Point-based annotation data
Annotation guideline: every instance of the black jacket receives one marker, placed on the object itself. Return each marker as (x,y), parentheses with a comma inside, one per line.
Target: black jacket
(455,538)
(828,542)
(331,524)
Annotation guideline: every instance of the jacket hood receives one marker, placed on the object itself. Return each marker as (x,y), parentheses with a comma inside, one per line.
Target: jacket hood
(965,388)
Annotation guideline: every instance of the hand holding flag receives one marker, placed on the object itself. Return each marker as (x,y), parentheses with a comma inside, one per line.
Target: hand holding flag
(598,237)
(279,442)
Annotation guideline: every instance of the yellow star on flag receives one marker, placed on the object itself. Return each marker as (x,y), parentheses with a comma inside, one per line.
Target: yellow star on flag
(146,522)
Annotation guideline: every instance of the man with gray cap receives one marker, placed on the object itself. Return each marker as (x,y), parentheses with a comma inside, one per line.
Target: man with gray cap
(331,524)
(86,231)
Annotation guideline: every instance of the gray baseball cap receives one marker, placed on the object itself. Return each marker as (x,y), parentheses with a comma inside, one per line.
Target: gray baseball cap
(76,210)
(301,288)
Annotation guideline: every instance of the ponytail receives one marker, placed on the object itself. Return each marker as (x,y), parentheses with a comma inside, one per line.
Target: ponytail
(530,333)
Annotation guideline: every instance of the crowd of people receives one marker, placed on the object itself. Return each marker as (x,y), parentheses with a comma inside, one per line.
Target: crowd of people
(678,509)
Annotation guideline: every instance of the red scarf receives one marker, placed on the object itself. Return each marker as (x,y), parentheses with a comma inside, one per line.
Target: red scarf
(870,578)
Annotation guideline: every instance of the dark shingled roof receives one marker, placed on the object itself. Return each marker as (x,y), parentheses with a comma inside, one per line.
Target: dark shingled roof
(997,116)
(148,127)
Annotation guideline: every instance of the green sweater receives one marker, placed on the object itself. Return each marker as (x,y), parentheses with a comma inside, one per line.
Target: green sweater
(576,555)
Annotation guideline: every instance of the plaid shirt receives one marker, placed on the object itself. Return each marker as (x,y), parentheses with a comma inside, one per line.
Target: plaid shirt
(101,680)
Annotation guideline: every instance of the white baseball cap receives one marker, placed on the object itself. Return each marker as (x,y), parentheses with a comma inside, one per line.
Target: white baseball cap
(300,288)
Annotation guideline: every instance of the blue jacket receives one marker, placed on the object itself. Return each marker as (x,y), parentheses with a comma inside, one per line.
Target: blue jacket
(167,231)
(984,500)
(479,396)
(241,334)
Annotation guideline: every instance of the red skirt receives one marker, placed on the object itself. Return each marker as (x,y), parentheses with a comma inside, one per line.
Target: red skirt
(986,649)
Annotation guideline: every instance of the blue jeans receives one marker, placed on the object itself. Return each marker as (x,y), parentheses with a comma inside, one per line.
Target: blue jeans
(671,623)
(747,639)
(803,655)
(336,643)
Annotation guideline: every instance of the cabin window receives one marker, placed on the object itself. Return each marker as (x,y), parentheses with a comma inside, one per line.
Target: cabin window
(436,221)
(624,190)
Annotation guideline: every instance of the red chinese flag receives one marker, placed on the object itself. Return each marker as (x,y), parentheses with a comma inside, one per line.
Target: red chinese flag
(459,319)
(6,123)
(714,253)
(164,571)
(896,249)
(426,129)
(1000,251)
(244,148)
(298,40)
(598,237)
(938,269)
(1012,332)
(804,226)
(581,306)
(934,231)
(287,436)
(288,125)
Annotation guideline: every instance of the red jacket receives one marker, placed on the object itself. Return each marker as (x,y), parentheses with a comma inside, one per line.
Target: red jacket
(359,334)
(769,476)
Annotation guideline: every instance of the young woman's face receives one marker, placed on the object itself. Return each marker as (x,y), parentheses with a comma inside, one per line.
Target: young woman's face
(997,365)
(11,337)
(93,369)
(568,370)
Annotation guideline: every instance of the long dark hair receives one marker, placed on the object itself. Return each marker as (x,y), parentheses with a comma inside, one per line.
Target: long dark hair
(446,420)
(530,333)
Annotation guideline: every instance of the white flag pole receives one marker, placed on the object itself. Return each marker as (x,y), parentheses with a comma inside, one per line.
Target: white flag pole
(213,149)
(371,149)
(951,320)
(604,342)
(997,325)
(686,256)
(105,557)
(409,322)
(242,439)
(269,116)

Task requirements> Output, as a JSON list of strings with one string per line and blank lines omitted, the lines of the listing from the one that contains "Annotation guideline: every instance of the red jacket" through the end of the listing, both ends included.

Reply to the task>
[
  "Annotation guideline: every instance of the red jacket receives one marker, placed on the object itself. Return each marker as (x,y), parentheses with a comma inside, one per line.",
  "Target: red jacket",
  "(359,334)",
  "(769,476)",
  "Annotation guideline: every instance of the young woman's face receives one marker, placed on the object itself. Return each marker as (x,y), parentheses with a comma inside, one per line.",
  "Target: young woman's face",
  "(997,365)",
  "(11,337)",
  "(93,369)",
  "(568,370)",
  "Annotation guideline: every instance of the long dark hair receives one marker, placed on the object itself. Return each marker as (x,y), parentheses with a comma inside, one per line.",
  "Target: long dark hair",
  "(446,420)",
  "(530,333)",
  "Annotation guideline: every instance of the white flag pole receives one marker, placed on the object itself. Return each marker as (x,y), parentheses with a comma inside, one per line.",
  "Target: white flag pole",
  "(213,149)",
  "(371,149)",
  "(951,320)",
  "(604,342)",
  "(997,325)",
  "(686,256)",
  "(105,557)",
  "(409,322)",
  "(242,439)",
  "(269,116)"
]